(Natural language region descriptions)
★ ★ ★
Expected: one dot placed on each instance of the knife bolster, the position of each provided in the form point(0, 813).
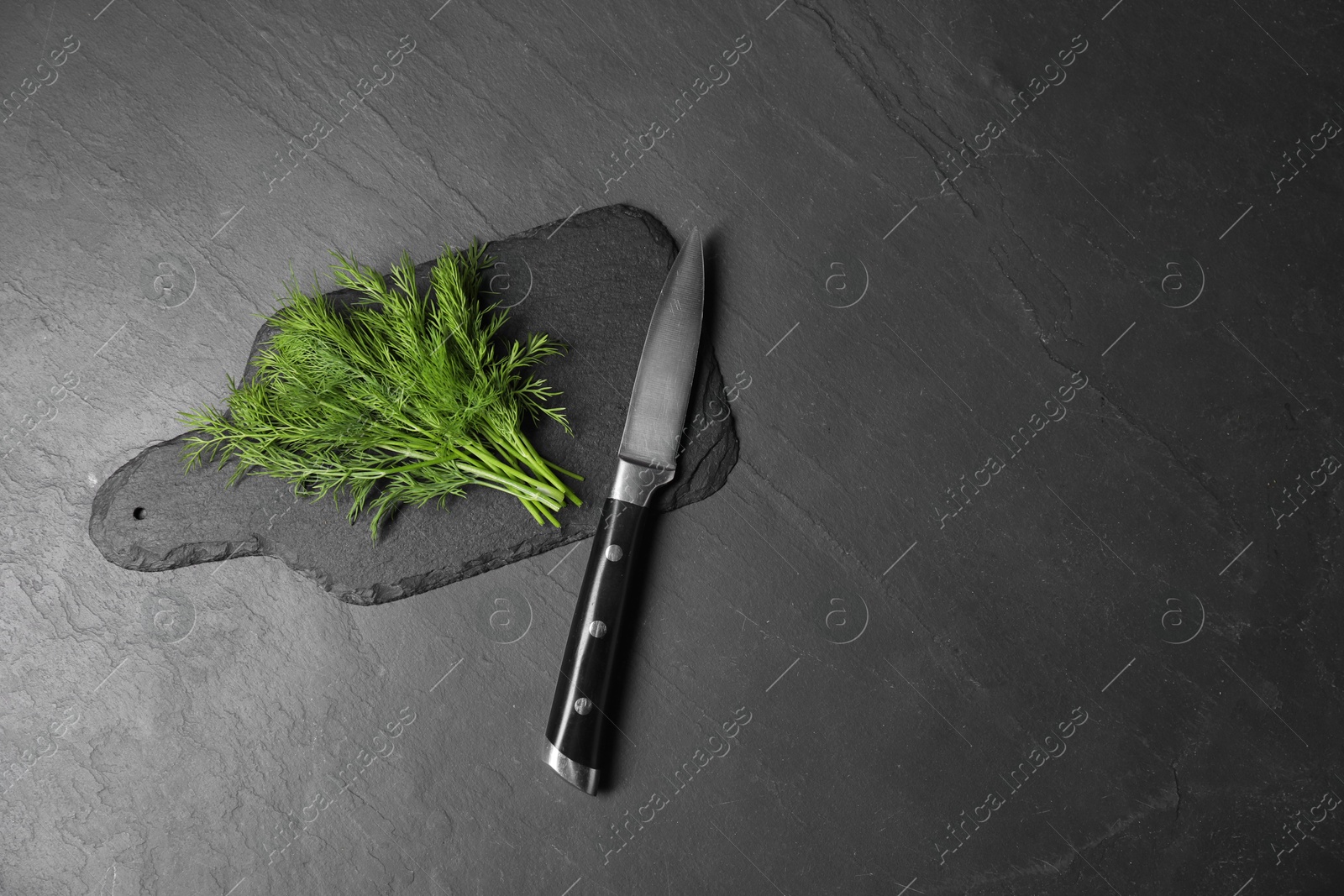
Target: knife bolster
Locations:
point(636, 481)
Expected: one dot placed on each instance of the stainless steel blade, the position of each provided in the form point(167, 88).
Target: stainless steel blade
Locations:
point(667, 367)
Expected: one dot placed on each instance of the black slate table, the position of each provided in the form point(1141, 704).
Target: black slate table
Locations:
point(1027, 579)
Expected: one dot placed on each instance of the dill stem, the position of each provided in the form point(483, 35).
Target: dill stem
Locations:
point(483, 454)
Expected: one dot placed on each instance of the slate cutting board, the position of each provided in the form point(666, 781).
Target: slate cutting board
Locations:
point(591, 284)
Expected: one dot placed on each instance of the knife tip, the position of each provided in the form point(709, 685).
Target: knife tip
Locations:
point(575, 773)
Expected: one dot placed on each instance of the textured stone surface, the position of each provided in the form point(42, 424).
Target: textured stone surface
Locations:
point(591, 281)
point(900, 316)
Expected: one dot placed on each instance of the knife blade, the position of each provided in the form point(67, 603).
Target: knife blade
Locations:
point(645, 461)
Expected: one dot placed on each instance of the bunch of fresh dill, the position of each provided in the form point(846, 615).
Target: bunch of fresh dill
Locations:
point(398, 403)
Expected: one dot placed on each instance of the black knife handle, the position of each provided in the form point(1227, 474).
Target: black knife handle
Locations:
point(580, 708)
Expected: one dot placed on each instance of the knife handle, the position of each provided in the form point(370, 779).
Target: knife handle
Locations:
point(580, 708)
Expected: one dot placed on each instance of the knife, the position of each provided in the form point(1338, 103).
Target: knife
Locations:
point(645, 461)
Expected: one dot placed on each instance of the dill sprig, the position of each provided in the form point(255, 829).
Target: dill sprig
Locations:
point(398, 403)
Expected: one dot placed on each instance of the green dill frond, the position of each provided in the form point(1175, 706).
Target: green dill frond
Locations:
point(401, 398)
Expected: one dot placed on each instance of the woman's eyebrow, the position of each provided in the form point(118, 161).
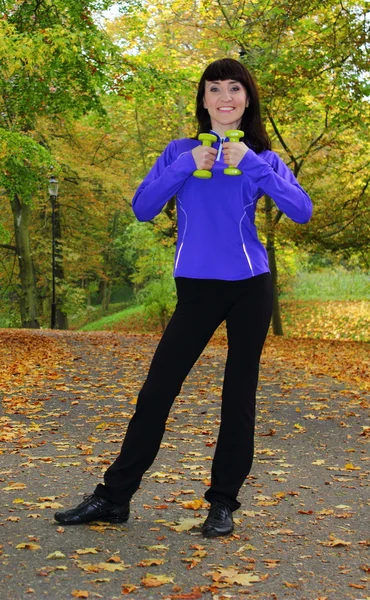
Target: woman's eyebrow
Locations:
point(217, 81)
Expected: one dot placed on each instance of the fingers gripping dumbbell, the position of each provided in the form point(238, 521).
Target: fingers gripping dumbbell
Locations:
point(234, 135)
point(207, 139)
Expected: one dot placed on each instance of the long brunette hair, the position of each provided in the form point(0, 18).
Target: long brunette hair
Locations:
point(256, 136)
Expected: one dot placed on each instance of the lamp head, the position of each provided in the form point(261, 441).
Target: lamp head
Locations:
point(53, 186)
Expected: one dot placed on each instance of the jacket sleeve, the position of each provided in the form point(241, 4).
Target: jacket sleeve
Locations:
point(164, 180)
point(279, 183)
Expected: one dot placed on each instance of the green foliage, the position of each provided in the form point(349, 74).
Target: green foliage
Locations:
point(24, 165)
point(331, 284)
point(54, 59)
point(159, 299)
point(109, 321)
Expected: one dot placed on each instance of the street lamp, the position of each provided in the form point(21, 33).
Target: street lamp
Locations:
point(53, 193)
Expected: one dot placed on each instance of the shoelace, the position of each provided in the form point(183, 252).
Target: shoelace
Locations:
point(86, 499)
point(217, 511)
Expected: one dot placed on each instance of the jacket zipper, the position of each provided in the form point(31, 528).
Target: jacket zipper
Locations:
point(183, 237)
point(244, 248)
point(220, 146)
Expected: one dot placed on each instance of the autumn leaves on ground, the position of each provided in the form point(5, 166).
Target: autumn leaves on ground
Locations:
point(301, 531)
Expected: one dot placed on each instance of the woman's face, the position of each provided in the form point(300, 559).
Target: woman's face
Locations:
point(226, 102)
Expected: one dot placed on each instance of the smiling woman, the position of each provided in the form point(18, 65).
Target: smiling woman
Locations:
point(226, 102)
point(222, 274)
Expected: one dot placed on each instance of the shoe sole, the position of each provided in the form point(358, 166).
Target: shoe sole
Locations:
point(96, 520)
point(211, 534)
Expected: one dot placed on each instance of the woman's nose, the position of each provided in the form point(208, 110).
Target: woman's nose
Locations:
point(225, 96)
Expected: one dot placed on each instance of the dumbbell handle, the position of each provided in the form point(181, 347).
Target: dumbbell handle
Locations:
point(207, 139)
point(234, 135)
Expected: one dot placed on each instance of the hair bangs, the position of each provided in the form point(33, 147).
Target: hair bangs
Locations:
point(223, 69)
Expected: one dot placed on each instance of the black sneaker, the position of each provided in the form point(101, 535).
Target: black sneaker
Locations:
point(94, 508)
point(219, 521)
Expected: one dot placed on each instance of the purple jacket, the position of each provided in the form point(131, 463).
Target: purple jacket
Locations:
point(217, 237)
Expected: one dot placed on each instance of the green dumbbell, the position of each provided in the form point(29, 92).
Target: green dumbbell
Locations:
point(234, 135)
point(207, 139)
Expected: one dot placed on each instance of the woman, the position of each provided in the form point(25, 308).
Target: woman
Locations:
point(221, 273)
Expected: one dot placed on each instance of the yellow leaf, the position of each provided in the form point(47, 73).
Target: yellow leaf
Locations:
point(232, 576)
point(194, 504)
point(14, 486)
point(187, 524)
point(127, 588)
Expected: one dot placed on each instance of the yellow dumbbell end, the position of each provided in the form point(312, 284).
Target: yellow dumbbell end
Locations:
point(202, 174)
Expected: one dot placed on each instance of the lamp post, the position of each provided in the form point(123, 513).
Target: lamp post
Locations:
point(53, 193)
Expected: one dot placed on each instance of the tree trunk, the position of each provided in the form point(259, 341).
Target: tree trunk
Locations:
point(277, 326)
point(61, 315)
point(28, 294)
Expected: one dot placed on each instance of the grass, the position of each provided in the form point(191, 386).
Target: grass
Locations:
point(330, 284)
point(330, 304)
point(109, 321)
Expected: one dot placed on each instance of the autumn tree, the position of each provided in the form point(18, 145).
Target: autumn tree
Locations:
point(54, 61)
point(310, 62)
★ ★ ★
EXERCISE REQUIREMENTS
All records, pictures excluded: copy them exactly.

ANSWER SPACE
Expected: one dot placed on each instance of the knife bolster, the position of each provided in the form point(0, 813).
Target: knife bolster
Locations:
point(636, 481)
Expected: one dot placed on each instance of the stainless steel blade, the position of each provided in the form point(167, 88).
Target: stainless steel blade
Locations:
point(667, 367)
Expected: one dot placed on each instance of the black slate table, the position of each provided in the form point(1141, 704).
Target: black slate table
Locations:
point(1027, 579)
Expected: one dot placed on each instance of the dill stem, the position of each provided in the form point(483, 35).
Target: dill stem
Locations:
point(483, 454)
Expected: one dot placed on each instance of the slate cutting board, the position of each provided in the form point(666, 781).
Target: slate cutting board
Locations:
point(591, 284)
Expected: one dot placed on each instance of the knife tip, the position of each provided in the form point(709, 685).
Target: knife tip
Locations:
point(575, 773)
Expected: one dot placed on each instance of the textured stone surface, the position of each provided in the form point(42, 424).
Target: textured stone surface
Locations:
point(591, 281)
point(900, 316)
Expected: one dot placed on each instance of the knife blade, the position of each provided in the form point(67, 603).
Target: knife blade
Locations:
point(645, 461)
Expected: one dot placed on each instance of the bunch of fresh dill, the position of each provided in the form point(846, 615).
Target: bunch of fresh dill
Locations:
point(398, 403)
Expected: one dot placed on each instance of the black knife handle, the position of each provided in the form point(1227, 474).
Target: black knife handle
Locations:
point(580, 708)
Expected: one dot placed on each instance of the knife handle, the position of each provided in the form point(370, 779).
Target: knife handle
Locations:
point(580, 708)
Expected: one dot placed on each instance of the knife, the position of each provided in the form point(1338, 103).
Target: knife
Locations:
point(645, 461)
Expected: one dot placed on each instance of the dill sprig, the position of each provided in the form point(255, 829).
Target: dill sprig
Locations:
point(398, 403)
Expected: one dot placed on each instance of the green dill frond, the position of each provided in the form point(1175, 706).
Target: green dill frond
Locations:
point(401, 398)
Expected: one dot placed on each instance of the woman's eyebrow, the position of each provided in the form point(118, 161).
Target: woman's eyebrow
Locations:
point(217, 81)
Expected: one dot placed on each instance of the fingers gripping dumbbell, the position of each provided in the form point(238, 521).
Target: fingers gripping dumbbell
Locations:
point(234, 135)
point(207, 139)
Expected: one dot placed on each instance of the long brunette hair, the position of each provided in the form point(0, 18).
Target: long brunette hair
Locations:
point(256, 136)
Expected: one dot placed on each instance of the lamp head, the position of each provided in the form point(261, 441).
Target: lamp head
Locations:
point(53, 186)
Expected: one dot placed on each instance of the jacket sleeve, the position of each provided in the form point(241, 4).
Target: jacket sleeve
Locations:
point(164, 180)
point(279, 183)
Expected: one dot placed on each instance of the green foliage, the position of each provided in the form point(349, 74).
Target: green foliage
Locations:
point(24, 165)
point(331, 284)
point(54, 59)
point(159, 299)
point(109, 321)
Expected: one dot placed on each instance of the street lamp, the position of each provided in the form point(21, 33).
Target: street lamp
Locations:
point(53, 193)
Expected: one dot placed on each instance of the shoelace, the position of each provided in the form point(183, 252).
Target: shoelace
Locations:
point(86, 499)
point(217, 511)
Expected: one dot placed on each instance of the jacket zipper, the position of each provided in the form point(31, 528).
Target: jacket zipper
Locations:
point(183, 237)
point(244, 248)
point(220, 146)
Expected: one dot placed on each instance of the autumn leaves on ground, the position of each provided in the form point(5, 166).
Target: autumn leaves on ground
Locations:
point(301, 531)
Expected: one dot placed on each instance of the woman's face, the position of each provided in the form point(300, 559).
Target: woman's face
Locations:
point(226, 102)
Expected: one dot placed on each instance of the smiling woman, the position of each provided in the form point(18, 65).
Target: smiling woman
Locations:
point(226, 102)
point(222, 274)
Expected: one dot placed on each instance of the shoe sole, the position of each provided in the form point(358, 166).
Target: shoe sole
Locations:
point(96, 520)
point(211, 534)
Expected: one dot placed on each instance of the woman's nose, the position of each provided in the form point(208, 110).
Target: woman's nose
Locations:
point(225, 96)
Expected: one dot placed on each instance of the dumbbell handle, the position of each provided in the form point(181, 347).
Target: dumbbell handle
Locations:
point(207, 139)
point(234, 135)
Expected: one dot placed on each instance of the hair bangs, the position of each provided in the form point(33, 147).
Target: hair bangs
Locations:
point(223, 69)
Expected: one dot placed on each instance of the black sneaker, the position of each provided in the form point(101, 535).
Target: black sneaker
Locations:
point(94, 508)
point(219, 521)
Expected: one dot placed on each instance of the purple jacket, the position of each provided in the form point(131, 463).
Target: purple jacket
Locations:
point(217, 237)
Expected: one dot placed on each instance of the green dumbbell, the position of each provided in the form point(29, 92).
Target: green dumbbell
Locations:
point(234, 135)
point(207, 139)
Expected: one dot placed on each instance of the woman, the position of each provided in the form point(25, 308).
Target: woman
Locations:
point(221, 273)
Expected: one dot placed on each instance of the yellow leaf, the position of each provided in the form point(47, 73).
Target: yellow leaf
Locations:
point(232, 576)
point(194, 504)
point(14, 486)
point(187, 524)
point(127, 588)
Expected: one dot placed on each instance of the yellow dumbbell end, the position of each provided in the form point(312, 284).
Target: yellow dumbbell end
Locations:
point(202, 174)
Expected: one dot placed on each instance of the lamp post, the position of each provided in the form point(123, 513).
Target: lamp post
Locations:
point(53, 193)
Expected: one dot placed on each instance of the tree trunk, the position of each provided in the form point(259, 341).
Target: tree trunk
Locations:
point(277, 326)
point(61, 315)
point(28, 294)
Expected: one dot placed on each instance of the grass, the position of each provided in the form point(191, 386).
Target: grass
Locations:
point(330, 284)
point(330, 304)
point(109, 321)
Expected: one dot placed on each instance of the autumn tree, the position of each provided in the form point(18, 145).
Target: autumn tree
Locations:
point(54, 61)
point(310, 62)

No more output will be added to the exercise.